◆ Problem description: Rewrite all the material below, changing "snug bounding box" to "tight bounding box" everywhere and keeping everything else the same. Leave the pictures out.

───── Exercise inputs

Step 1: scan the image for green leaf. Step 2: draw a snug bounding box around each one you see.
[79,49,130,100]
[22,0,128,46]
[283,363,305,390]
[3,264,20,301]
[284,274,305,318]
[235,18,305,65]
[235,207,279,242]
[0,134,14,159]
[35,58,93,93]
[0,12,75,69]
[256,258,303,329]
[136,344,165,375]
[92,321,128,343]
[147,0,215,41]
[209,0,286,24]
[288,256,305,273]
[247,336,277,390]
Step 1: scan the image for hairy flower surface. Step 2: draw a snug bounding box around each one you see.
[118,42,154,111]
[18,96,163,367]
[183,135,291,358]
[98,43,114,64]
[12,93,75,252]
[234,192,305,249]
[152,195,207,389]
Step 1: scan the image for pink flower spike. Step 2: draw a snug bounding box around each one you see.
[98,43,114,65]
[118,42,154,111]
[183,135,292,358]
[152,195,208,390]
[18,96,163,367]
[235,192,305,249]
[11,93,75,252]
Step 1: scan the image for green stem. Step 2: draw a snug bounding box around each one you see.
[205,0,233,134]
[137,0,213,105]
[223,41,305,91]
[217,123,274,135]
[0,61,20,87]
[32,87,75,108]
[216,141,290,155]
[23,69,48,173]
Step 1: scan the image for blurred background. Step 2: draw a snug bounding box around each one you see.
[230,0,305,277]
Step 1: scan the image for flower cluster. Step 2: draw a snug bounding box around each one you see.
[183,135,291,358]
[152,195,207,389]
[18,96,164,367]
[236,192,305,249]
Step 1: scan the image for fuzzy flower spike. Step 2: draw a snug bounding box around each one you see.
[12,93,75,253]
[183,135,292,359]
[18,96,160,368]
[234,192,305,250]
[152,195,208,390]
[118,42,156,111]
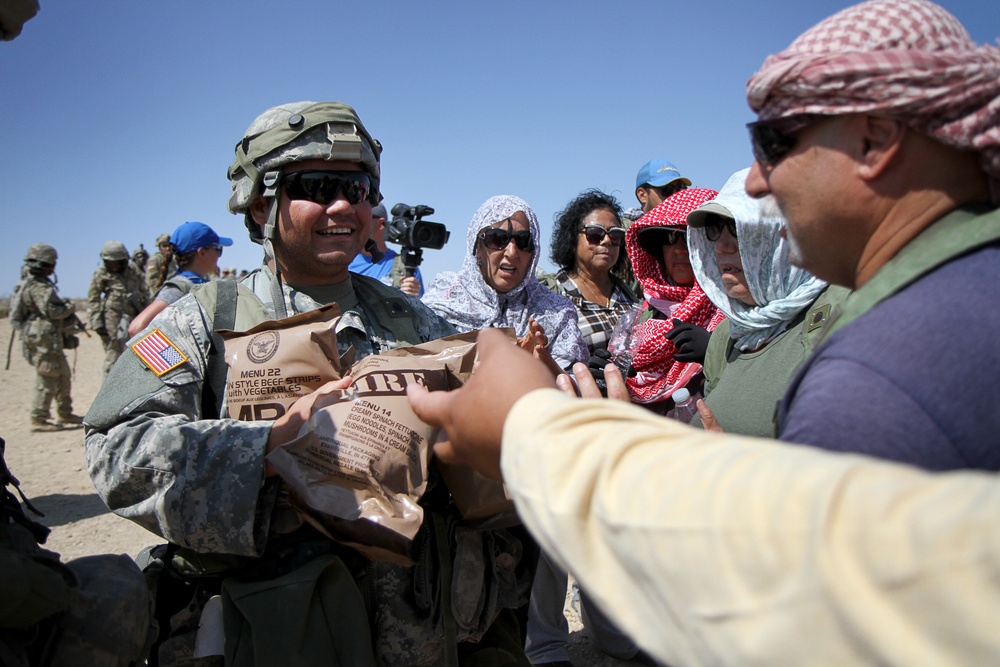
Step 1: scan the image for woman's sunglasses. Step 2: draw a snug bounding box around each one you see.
[478,218,535,252]
[705,215,736,243]
[580,224,625,246]
[283,171,371,205]
[747,114,829,169]
[639,227,687,248]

──────────

◆ Solution to this task:
Step 1: scan the image for green leaf. Step 2: draw a tight bounding box around each one you see.
[79,49,130,100]
[22,0,128,46]
[283,363,305,390]
[3,264,20,301]
[284,274,305,318]
[235,18,305,65]
[235,207,279,242]
[0,134,14,159]
[35,58,93,93]
[0,12,75,69]
[256,258,303,329]
[136,344,165,375]
[92,321,128,343]
[147,0,215,41]
[209,0,286,24]
[288,256,305,273]
[247,336,277,390]
Step 1: scan the image for hairy flower surface. Step 2: draw a tight bounding box around each one you see.
[118,42,154,111]
[18,96,163,367]
[183,135,291,358]
[98,43,114,64]
[12,93,75,252]
[234,192,305,249]
[152,195,207,389]
Step 1: scan the image for pink flower spike. Step 2: draw a tight bounding box around each one you see.
[98,43,114,65]
[118,42,154,111]
[183,135,292,358]
[152,195,208,390]
[18,96,163,367]
[235,192,305,249]
[11,93,75,252]
Step 1: scan the image for green stem. Step 2: draw a tight bounding box around each one you see.
[205,0,233,134]
[137,0,213,105]
[223,41,305,91]
[217,123,274,135]
[0,61,20,87]
[32,87,75,108]
[216,141,290,155]
[23,69,48,173]
Step 1: scan the image for blurred background. Step 2: draw a tight bounding box around each one you see.
[230,0,305,277]
Step 1: scan the image for flower cluster. Step 2: draw a tight bounding box around each one you see.
[183,135,291,358]
[152,195,207,389]
[18,96,164,367]
[236,192,305,249]
Step 1: scan the image for fuzzy flower spike. Step 2: draw a tight bounding box around each one you see.
[12,93,75,253]
[183,135,292,359]
[18,96,160,368]
[234,192,305,250]
[152,195,208,390]
[118,42,156,111]
Step 1: scan the image for woman's sunglasses. Step 2: draw a tight bounding box around each one you see.
[478,218,535,252]
[705,215,736,243]
[580,224,625,246]
[283,171,371,205]
[747,114,829,169]
[639,227,687,248]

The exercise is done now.